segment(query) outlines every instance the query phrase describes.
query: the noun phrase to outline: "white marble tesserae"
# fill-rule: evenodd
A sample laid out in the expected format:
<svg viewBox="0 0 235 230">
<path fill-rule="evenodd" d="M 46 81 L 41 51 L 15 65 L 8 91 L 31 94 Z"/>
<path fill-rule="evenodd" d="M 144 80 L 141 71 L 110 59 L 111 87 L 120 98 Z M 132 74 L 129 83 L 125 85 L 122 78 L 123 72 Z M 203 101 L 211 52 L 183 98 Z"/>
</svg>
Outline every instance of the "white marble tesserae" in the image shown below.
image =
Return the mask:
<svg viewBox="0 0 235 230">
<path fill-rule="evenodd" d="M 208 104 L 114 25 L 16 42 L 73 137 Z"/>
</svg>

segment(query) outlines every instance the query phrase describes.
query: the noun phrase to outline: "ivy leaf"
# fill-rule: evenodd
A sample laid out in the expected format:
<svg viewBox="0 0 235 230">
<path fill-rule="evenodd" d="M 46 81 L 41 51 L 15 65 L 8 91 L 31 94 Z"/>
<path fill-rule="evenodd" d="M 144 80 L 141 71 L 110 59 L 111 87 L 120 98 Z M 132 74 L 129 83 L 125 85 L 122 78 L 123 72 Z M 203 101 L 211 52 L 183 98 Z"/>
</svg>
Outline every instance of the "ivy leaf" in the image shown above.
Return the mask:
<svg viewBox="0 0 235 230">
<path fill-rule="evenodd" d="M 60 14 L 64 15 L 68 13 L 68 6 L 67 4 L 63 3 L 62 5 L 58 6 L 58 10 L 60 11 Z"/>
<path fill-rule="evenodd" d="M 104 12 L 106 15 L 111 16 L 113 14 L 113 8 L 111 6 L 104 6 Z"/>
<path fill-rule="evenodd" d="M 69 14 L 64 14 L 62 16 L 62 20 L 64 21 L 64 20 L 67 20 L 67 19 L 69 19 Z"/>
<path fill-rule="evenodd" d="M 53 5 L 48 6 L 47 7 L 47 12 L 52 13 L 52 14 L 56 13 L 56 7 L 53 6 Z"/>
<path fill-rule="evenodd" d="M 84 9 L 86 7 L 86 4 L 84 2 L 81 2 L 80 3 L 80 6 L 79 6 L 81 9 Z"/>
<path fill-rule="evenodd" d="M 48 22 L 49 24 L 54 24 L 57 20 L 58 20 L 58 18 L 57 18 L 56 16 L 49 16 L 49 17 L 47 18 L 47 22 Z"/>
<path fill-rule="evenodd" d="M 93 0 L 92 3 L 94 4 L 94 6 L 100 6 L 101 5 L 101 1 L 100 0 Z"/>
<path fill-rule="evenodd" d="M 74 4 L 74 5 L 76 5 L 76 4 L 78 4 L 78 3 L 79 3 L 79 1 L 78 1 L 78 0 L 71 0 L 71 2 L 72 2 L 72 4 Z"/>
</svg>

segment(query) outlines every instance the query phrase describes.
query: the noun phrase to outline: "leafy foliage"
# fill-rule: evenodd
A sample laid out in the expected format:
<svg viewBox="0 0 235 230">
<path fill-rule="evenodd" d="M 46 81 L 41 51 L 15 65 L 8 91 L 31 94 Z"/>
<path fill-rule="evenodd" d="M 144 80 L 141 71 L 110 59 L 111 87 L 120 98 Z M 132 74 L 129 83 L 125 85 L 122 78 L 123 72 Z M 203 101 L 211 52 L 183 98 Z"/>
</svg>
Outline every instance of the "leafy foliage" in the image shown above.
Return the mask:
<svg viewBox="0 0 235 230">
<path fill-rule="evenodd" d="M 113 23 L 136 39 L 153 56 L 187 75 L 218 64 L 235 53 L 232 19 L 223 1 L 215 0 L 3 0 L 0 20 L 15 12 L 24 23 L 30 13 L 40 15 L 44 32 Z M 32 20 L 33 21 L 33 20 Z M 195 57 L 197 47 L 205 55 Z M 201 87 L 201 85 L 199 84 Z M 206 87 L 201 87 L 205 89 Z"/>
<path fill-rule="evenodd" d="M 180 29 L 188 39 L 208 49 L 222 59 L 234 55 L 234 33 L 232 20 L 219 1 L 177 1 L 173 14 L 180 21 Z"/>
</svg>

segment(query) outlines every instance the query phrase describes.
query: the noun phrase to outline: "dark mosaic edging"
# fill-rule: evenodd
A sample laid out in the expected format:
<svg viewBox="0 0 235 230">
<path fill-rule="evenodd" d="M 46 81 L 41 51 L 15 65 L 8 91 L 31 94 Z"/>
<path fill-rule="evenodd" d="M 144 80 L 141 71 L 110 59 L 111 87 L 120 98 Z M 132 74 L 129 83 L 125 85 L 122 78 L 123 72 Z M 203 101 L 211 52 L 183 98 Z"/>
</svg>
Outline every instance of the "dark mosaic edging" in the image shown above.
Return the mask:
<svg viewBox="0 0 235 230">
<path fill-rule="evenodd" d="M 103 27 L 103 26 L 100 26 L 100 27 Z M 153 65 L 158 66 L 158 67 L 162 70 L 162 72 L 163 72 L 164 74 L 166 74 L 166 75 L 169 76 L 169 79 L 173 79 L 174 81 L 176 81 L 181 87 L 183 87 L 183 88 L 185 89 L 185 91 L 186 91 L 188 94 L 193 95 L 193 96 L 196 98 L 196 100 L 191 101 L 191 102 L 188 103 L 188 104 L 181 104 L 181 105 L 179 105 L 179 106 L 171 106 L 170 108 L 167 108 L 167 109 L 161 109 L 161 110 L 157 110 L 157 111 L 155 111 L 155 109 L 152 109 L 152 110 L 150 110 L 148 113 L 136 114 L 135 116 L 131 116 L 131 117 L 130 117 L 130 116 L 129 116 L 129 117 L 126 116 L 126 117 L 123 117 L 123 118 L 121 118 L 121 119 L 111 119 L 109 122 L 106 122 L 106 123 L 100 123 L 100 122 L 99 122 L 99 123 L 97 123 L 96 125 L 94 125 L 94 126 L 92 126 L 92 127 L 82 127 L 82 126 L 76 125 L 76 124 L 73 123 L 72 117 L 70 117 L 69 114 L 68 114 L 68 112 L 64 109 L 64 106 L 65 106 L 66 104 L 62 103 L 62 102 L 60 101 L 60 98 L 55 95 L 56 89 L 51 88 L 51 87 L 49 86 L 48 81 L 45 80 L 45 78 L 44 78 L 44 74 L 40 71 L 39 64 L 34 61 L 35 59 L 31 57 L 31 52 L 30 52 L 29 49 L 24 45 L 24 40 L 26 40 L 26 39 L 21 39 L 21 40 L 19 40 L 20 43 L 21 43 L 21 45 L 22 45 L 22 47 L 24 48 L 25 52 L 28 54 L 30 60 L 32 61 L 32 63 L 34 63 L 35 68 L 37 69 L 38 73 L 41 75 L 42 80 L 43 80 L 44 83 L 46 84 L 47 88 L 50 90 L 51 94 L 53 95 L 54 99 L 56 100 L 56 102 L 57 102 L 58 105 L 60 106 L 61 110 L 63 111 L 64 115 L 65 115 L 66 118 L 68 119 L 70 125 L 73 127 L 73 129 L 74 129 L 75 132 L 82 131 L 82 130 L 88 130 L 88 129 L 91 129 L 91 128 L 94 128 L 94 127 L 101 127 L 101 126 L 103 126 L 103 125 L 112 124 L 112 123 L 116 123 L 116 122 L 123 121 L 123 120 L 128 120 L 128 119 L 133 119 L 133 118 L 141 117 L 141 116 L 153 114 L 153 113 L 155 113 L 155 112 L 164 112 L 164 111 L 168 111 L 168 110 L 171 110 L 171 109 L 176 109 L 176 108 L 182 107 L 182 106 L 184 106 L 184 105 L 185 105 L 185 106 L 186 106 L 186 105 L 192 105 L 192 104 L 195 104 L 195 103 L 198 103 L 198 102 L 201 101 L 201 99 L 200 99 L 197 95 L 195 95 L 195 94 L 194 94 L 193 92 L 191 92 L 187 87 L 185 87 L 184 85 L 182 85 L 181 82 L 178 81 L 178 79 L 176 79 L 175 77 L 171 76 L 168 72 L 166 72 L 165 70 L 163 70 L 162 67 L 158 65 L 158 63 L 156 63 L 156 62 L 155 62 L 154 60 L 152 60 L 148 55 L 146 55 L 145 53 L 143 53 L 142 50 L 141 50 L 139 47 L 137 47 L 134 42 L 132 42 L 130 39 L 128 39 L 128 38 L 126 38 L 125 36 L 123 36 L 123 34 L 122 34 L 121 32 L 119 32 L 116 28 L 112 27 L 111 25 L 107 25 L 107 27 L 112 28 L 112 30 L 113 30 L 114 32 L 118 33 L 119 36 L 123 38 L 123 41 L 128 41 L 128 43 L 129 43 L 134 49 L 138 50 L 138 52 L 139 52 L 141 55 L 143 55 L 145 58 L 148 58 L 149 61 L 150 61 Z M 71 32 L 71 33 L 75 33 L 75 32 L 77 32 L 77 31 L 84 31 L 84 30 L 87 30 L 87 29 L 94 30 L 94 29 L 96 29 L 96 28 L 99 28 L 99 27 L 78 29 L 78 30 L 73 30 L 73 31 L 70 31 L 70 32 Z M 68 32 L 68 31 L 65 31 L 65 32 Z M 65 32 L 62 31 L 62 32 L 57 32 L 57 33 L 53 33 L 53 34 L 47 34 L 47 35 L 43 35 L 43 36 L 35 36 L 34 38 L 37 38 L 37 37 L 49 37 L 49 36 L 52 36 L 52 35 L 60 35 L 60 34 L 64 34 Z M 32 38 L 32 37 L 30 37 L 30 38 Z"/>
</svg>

====================

Lines that contain the string "white" should be copied from the material above.

query: the noun phrase to outline: "white marble tesserae"
Outline every instance of the "white marble tesserae" in the image shown below.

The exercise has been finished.